:: Task brief ::
Please copy every one of the records below word for word, leaving the pictures out of your answer.

##############################

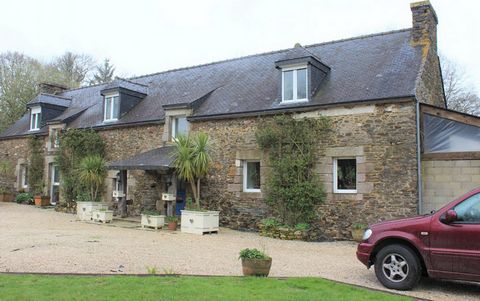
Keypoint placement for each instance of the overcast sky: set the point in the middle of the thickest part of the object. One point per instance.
(143, 37)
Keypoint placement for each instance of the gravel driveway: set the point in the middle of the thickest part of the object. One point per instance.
(40, 240)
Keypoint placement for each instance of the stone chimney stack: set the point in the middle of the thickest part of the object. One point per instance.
(424, 24)
(51, 88)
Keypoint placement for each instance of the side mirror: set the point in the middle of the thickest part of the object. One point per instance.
(450, 216)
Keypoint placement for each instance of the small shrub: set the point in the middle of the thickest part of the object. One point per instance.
(152, 270)
(151, 212)
(171, 219)
(252, 254)
(302, 226)
(169, 271)
(24, 198)
(271, 223)
(359, 226)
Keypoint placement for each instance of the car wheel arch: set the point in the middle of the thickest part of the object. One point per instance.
(395, 241)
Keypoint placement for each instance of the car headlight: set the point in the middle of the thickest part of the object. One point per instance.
(367, 234)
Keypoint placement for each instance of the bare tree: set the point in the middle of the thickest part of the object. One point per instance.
(19, 77)
(104, 73)
(458, 92)
(70, 69)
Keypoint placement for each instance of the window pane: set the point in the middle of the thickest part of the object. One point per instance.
(468, 211)
(108, 108)
(347, 174)
(288, 85)
(301, 83)
(56, 174)
(116, 107)
(180, 126)
(253, 175)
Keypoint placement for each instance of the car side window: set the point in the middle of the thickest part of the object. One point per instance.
(468, 211)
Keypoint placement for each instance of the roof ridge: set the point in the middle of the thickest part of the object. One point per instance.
(274, 51)
(383, 33)
(254, 55)
(129, 81)
(57, 96)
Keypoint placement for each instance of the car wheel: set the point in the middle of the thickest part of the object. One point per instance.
(398, 267)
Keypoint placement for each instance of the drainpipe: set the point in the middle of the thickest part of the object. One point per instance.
(419, 160)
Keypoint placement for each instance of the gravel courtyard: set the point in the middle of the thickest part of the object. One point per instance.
(39, 240)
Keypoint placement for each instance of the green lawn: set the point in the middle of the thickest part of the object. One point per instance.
(36, 287)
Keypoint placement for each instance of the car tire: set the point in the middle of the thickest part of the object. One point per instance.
(398, 267)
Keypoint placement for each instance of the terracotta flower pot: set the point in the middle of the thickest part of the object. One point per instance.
(41, 201)
(357, 234)
(172, 226)
(256, 267)
(6, 197)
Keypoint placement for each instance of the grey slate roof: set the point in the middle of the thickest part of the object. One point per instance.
(55, 100)
(159, 158)
(365, 68)
(126, 84)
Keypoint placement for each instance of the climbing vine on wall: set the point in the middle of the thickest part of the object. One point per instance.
(76, 144)
(292, 187)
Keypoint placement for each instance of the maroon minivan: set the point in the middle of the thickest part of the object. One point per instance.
(444, 244)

##############################

:: Task result ::
Keypoint placement for each instance of the overcast sky: set the point in the middle of the thickest part of the object. One point per instance.
(143, 37)
Keypoint placement for each instance of the gravel driveway: set the point in the middle of the thickest part of the object. One point per instance.
(40, 240)
Keypoint placement for each instance of the stone chimney stack: set the point in the middle of the thickest part of the object. One point per instance.
(424, 24)
(51, 88)
Keypoint placement for each instance of the side mirror: set the point in the middle of the thickest part of the object. One point per instance.
(450, 216)
Keypoint placement for each instance of the small shrub: set the point in the middle of the thickest part of the object. One point per instance.
(152, 270)
(151, 212)
(171, 219)
(252, 254)
(302, 226)
(169, 271)
(24, 198)
(271, 223)
(359, 226)
Keypoint placement for each instance of the car wheel arch: set the point in the middle of the thickest part of the object. One point per instance.
(395, 241)
Keypoint placement for each instance of the car headlight: set the point in the middle of the thickest part of the object. One point per instance.
(367, 234)
Keypoint placement for each instance of the bare tree: set the point in the middle of the thickest part of the object. One point per instance.
(19, 77)
(104, 73)
(458, 92)
(70, 69)
Keypoint placement for each instance of the window pane: set the point in the middle of the thickest part of the object. One point per instance.
(468, 211)
(108, 108)
(347, 174)
(288, 85)
(301, 83)
(56, 174)
(116, 107)
(180, 126)
(253, 175)
Keypoint placement for each instance of the car side window: set the point in the middle of the thickest part of the object. One point per instance.
(468, 211)
Keypoint placement for each instance of the roof ridge: set the point in the middle of the thickest part of the object. One point per instance.
(274, 51)
(383, 33)
(254, 55)
(129, 81)
(57, 96)
Keypoint placement for each instance of the car wheel: set the point in the middle of the thickest part of the object. One point per instance.
(398, 267)
Keypoint placement for each instance of the drainpipe: set the point in the middle of the thickest part of the object. One point per instance.
(419, 160)
Keypoint placement for each instance of the gravel courtyard: set the point in the middle of the thickest part of the object. One point per instance.
(39, 240)
Keypoint placement for each instance of the green lawn: set the point in the middle of the thickest part of the object. One point per instance.
(36, 287)
Keypoint placement for each instance of the car tire: set the point in the middle of the thickest part of the object. One point per instance.
(398, 267)
Keypoint placement for each instance of the terracotta flower pot: set the point in the middle of the thickest part of the object. One point per instance.
(41, 201)
(357, 234)
(172, 226)
(256, 267)
(6, 197)
Keypoint placement for each instance of the grey slate roof: set the point in the middle of the thickest part of the object. One point per instance.
(55, 100)
(159, 158)
(365, 68)
(126, 84)
Keypoint placement for each instance of the climbing vine on wall: set the point in the middle of the thickest part of the object. One point per instance.
(76, 144)
(292, 187)
Keypoint placement for each instance of the maroon minivan: set the point in the middle of the thickest part of the object. One point per instance.
(444, 244)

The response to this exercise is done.